Go line by line through the entries and show those that hold the string "below".

*** Opening Input data ***

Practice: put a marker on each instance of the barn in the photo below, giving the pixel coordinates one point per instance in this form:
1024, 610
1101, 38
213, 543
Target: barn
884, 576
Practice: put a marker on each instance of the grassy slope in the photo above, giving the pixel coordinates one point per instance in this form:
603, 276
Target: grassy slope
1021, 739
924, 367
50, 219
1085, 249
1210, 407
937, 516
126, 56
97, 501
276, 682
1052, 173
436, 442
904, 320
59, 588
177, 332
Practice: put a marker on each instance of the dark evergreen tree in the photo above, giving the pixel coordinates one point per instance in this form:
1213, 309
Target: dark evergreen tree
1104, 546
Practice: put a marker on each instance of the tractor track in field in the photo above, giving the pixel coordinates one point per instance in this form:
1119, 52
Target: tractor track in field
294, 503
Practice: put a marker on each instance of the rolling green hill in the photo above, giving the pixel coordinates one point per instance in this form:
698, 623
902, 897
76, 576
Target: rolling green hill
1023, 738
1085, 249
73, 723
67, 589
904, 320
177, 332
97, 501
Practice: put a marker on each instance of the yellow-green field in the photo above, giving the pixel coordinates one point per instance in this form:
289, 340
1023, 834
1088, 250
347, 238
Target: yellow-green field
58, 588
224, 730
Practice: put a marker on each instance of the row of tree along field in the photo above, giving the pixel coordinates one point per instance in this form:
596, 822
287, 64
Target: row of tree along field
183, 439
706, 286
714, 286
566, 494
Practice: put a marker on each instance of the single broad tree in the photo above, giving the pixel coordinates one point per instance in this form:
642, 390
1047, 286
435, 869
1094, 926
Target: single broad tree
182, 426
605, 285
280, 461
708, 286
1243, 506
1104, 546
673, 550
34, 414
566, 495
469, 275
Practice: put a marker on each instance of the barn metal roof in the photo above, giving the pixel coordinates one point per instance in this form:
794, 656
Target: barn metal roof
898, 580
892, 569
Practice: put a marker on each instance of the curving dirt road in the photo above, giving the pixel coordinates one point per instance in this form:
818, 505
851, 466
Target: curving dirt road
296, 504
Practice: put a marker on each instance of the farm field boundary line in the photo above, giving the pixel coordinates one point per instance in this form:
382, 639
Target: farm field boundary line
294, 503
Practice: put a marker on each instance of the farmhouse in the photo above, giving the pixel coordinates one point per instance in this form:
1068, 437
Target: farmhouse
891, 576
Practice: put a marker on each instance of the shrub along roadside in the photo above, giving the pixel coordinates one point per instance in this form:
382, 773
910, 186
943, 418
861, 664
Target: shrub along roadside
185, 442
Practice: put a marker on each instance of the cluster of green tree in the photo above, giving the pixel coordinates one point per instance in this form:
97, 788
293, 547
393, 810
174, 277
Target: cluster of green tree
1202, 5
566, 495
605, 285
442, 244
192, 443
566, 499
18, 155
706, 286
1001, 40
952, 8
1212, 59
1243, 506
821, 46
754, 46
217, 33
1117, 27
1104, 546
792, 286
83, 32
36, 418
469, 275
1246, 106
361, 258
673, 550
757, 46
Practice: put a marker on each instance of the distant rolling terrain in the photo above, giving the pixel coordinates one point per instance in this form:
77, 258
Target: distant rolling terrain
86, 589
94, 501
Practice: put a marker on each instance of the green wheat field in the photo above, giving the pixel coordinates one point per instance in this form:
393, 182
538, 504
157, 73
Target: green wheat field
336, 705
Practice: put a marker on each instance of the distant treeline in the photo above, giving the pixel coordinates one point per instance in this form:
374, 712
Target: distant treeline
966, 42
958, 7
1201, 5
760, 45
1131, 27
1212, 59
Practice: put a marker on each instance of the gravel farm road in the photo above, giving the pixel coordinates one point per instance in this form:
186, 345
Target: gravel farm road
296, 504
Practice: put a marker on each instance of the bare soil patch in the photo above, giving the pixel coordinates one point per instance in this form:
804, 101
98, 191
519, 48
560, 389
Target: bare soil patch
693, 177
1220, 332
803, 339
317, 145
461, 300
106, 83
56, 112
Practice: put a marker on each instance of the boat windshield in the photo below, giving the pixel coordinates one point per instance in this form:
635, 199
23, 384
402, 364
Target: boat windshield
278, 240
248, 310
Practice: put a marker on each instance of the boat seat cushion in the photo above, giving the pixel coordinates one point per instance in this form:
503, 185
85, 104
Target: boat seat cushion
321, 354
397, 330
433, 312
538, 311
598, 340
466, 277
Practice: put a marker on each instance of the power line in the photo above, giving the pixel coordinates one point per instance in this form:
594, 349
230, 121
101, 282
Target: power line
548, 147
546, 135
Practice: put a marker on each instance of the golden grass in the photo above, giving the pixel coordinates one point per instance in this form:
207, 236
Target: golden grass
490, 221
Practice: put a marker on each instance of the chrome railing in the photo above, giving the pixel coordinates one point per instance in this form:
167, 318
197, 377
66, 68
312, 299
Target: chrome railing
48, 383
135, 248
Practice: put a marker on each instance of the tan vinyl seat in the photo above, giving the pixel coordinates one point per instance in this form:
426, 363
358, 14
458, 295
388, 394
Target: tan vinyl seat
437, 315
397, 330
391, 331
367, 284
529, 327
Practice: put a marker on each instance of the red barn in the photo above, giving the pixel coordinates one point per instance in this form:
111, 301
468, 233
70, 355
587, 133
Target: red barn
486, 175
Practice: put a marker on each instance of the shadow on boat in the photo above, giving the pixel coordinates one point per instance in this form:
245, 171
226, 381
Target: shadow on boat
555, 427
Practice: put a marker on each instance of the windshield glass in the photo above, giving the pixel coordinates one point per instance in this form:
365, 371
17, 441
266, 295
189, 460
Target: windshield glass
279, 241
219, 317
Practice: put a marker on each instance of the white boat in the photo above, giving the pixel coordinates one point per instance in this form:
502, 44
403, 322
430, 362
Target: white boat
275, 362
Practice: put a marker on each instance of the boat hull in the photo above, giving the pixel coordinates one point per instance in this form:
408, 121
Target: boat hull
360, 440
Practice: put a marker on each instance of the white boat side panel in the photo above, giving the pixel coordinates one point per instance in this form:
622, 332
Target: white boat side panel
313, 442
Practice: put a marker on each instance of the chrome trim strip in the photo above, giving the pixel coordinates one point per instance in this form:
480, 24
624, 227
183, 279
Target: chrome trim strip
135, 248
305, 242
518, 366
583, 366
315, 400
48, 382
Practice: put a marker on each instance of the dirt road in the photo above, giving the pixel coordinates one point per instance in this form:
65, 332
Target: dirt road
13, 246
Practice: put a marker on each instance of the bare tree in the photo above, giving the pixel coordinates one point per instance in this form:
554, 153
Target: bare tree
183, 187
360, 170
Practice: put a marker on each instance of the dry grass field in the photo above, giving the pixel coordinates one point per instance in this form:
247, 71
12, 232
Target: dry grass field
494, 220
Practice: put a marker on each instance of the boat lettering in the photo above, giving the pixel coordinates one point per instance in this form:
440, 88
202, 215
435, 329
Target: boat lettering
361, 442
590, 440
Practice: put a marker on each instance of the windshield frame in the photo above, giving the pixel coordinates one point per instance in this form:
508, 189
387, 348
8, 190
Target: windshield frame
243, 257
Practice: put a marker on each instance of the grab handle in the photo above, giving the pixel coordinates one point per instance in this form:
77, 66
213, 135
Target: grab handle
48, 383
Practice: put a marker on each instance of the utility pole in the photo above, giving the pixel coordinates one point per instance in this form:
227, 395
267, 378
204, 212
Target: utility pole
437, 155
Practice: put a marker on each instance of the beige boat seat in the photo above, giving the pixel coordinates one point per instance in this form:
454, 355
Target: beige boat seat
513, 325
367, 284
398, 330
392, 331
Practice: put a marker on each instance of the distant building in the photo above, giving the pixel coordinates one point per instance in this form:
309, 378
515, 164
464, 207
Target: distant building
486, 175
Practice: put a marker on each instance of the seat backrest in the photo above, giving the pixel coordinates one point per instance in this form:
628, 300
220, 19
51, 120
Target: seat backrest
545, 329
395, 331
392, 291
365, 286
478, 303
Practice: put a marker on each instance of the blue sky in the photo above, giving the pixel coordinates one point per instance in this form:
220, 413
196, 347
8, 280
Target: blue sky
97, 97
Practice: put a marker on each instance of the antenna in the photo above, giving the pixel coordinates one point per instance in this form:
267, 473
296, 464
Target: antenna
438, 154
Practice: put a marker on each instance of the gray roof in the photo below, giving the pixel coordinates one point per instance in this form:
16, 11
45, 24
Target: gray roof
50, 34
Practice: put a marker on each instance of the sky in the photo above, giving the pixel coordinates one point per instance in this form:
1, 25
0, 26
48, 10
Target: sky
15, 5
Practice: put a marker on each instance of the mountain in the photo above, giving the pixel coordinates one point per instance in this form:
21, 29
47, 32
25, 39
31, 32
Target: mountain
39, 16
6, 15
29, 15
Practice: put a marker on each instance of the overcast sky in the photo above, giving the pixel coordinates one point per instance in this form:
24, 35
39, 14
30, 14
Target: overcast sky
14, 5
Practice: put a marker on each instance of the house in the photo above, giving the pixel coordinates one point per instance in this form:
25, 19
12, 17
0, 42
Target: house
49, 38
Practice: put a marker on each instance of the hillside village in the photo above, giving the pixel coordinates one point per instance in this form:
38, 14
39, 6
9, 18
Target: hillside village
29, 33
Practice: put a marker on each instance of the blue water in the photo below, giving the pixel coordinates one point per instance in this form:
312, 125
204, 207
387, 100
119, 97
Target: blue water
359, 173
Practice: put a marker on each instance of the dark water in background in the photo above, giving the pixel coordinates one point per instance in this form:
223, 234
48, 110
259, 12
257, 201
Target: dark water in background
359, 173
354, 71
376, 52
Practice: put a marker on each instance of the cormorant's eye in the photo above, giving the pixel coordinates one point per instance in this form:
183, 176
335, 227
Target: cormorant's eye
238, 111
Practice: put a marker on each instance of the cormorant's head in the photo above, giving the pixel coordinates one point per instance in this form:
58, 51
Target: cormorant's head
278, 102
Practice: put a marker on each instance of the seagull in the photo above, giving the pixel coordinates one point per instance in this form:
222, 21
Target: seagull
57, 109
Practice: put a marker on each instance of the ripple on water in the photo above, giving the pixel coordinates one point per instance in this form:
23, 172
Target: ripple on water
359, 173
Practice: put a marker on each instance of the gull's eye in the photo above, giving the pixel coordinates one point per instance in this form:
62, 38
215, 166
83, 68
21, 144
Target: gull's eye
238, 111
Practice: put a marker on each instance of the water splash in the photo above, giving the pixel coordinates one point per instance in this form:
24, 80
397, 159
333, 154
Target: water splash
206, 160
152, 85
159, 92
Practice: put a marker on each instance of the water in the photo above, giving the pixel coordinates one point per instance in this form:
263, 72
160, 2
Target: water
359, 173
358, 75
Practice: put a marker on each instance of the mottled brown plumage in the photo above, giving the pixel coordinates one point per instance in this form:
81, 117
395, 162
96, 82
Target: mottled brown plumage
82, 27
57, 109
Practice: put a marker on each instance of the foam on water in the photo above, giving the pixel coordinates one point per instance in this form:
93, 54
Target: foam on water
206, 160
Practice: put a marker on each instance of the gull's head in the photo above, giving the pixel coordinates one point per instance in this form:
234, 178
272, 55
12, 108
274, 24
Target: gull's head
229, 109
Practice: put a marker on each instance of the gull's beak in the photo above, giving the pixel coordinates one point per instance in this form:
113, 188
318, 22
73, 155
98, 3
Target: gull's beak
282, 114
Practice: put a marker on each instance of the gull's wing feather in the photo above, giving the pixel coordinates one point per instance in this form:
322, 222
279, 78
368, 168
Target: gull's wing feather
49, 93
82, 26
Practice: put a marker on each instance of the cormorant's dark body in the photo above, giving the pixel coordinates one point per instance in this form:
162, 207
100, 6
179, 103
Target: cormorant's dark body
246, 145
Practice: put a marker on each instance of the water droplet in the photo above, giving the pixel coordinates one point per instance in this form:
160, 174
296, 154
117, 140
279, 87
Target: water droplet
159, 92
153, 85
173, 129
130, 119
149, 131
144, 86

*** Closing Input data ***

= Task answer =
Practice: put a marker on each instance of the barn in the photo below, giving the pixel coordinates one point per instance in this form:
Practice: put a marker on each instance of the boat windshield in the photo below, giving the pixel coordinates one point per instance in this form:
Practice: put a marker on each instance of the gray roof in the photo below, giving the pixel coordinates one point per instance in this form:
Practice: put a marker on each instance of the blue water in the photo below, giving the pixel coordinates one point per instance in this form:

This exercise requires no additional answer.